### Exercise aim
Reproduce the stretch of the letter on oxygen insufflation through a fiberscope from "To the Editor:-In" through "the suction mechanism.", word for word.

### Selected excerpt
····················
To the Editor:-In the case report by Hershey and Hannenberg, the danger of oxygen insufflation through the suction channel of a fiberscope during fiberoptic tracheal intubation is demonstrated.  In this case, insufflation of 3 l/min of oxygen through the channel inlet of a Pentax FI-10P fiberscope (Pentax Precision Instrument Corporation, Orangeburg, NY)(suction channel of 1.2 mm) resulted in inflation and rupture of the stomach. As discussed in the article, the Pentax FI-1OP fiberscope has two working (suction) channel inlets. The channel inlet located on the lower part of the body of the fiberscope is used for injection of local anesthetics and the passage of forceps or brushes. Oxygen insufflated through this inlet will be continuous and uninterrupted and is independent to the activation of the suction mechanism.
During a prolonged or difficult fiberoptic intubation, the possibility for esophageal entry and oxygen inflation of the stomach is real. In teaching the fiberoptic intubation technique to a novice, the danger of inadvertent fiberscope entrance into the esophagus also is high, and oxygen insufflation should be avoided. Severe retching or vomiting as a result of poor topical anesthesia also may contribute to the rupture of the stomach.
Barotrauma to the lung also is possible if the fiberscope is passed through a narrowed glottis and passage of the endotracheal tube is delayed because of the narrowed airway. If the flow of oxygen is not halted, rupture of the lung is possible. One such case was presented to us, but as far as we know, a similar case has not been reported in the literature. Pulmonary barotrauma also may be induced if fiberoptic intubation is performed in an awake patient with a poorly anesthetized airway or in a patient during light general anesthesia without muscle relaxant. As the fiberscope is advanced into the trachea, laryngeal spasm can take place, closing down the airway over the fiberscope. A oxygen flow rate of 3 l/min or more may lead to overinflation and rupture of the lungs.
····················
### Data listing

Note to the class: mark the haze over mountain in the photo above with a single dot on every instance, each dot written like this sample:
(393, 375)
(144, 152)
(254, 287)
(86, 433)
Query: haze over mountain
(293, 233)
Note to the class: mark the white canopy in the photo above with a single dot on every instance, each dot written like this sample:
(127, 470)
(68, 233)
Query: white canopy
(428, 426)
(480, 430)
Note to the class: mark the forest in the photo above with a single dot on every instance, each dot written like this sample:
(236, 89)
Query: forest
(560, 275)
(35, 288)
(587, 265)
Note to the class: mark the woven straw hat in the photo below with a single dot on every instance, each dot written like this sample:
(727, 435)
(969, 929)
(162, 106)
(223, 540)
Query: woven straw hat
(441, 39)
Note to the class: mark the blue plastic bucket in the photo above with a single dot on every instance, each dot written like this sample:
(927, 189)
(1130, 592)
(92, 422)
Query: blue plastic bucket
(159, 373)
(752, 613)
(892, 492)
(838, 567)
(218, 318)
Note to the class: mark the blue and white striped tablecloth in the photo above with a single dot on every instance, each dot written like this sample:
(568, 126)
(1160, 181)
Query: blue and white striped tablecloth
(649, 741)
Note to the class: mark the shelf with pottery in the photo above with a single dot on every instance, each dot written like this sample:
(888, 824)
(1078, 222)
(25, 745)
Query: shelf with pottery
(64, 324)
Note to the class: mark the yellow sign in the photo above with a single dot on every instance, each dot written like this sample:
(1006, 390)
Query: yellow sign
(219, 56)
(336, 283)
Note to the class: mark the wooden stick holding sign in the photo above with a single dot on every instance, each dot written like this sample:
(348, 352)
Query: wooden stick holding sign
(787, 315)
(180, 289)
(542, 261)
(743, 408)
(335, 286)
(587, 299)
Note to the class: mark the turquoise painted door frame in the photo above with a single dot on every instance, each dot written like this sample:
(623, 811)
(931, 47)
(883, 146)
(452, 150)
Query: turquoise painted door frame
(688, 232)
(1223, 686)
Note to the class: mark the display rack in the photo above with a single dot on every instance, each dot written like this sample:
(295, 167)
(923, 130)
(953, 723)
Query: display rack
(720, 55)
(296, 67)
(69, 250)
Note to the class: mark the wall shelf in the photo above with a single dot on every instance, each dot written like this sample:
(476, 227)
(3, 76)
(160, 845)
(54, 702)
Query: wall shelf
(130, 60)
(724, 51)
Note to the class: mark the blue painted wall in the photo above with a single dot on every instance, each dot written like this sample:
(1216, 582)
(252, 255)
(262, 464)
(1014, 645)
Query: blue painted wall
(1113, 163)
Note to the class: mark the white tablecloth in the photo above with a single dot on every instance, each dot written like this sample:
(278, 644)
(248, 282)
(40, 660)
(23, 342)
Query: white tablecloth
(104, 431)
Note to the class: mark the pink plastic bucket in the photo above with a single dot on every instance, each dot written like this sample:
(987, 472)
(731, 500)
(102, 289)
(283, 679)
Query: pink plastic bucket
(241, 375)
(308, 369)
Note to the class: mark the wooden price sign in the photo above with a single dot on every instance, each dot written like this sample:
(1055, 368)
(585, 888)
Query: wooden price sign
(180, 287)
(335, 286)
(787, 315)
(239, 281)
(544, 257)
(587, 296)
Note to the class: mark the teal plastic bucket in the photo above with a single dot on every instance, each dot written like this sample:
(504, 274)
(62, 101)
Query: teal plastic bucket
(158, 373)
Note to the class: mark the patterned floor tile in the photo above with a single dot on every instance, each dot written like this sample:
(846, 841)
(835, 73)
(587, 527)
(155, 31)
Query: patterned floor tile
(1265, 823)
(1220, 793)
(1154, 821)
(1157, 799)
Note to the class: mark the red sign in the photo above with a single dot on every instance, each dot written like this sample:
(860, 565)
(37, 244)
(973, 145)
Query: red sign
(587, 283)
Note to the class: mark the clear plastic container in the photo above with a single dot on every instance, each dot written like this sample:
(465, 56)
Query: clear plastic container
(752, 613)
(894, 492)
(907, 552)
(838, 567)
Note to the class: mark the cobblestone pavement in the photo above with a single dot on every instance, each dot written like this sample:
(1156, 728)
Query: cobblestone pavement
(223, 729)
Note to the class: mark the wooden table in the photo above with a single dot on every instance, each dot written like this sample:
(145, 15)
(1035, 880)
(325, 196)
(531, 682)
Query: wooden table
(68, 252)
····················
### Response to this exercise
To the Editor:-In the case report by Hershey and Hannenberg, the danger of oxygen insufflation through the suction channel of a fiberscope during fiberoptic tracheal intubation is demonstrated.  In this case, insufflation of 3 l/min of oxygen through the channel inlet of a Pentax FI-10P fiberscope (Pentax Precision Instrument Corporation, Orangeburg, NY)(suction channel of 1.2 mm) resulted in inflation and rupture of the stomach. As discussed in the article, the Pentax FI-1OP fiberscope has two working (suction) channel inlets. The channel inlet located on the lower part of the body of the fiberscope is used for injection of local anesthetics and the passage of forceps or brushes. Oxygen insufflated through this inlet will be continuous and uninterrupted and is independent to the activation of the suction mechanism.